◆ ABOUT THIS TASK:
Where does "Outline" occur in the listing? Copy every line that holds it.

◆ RECORDS TO USE:
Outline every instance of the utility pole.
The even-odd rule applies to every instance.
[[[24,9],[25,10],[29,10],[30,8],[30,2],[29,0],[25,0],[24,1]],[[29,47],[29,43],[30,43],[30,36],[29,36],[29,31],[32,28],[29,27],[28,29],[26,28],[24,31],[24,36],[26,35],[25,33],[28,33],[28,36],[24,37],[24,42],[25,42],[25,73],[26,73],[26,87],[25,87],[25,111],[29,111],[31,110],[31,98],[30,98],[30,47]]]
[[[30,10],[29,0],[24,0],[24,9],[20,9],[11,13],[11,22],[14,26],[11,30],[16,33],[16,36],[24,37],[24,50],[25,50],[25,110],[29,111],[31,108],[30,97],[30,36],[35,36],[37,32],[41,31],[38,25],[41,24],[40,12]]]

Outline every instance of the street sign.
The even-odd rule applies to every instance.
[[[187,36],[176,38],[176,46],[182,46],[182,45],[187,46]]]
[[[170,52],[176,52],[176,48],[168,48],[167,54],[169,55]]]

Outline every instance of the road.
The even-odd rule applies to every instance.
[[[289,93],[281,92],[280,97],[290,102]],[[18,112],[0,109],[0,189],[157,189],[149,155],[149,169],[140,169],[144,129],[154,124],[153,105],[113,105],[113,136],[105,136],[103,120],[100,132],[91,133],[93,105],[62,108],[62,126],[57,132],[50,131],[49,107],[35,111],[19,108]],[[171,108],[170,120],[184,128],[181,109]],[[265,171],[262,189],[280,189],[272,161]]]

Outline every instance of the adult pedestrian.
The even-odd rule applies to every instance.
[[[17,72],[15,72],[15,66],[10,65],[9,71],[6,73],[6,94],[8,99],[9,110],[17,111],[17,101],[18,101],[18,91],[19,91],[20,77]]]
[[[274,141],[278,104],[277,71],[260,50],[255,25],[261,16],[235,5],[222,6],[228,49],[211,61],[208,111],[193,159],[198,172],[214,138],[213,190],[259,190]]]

◆ TASK SOLUTION:
Outline every instance of the utility pole.
Outline every instance of the street sign.
Outline every instance of the road.
Outline every instance of the adult pedestrian.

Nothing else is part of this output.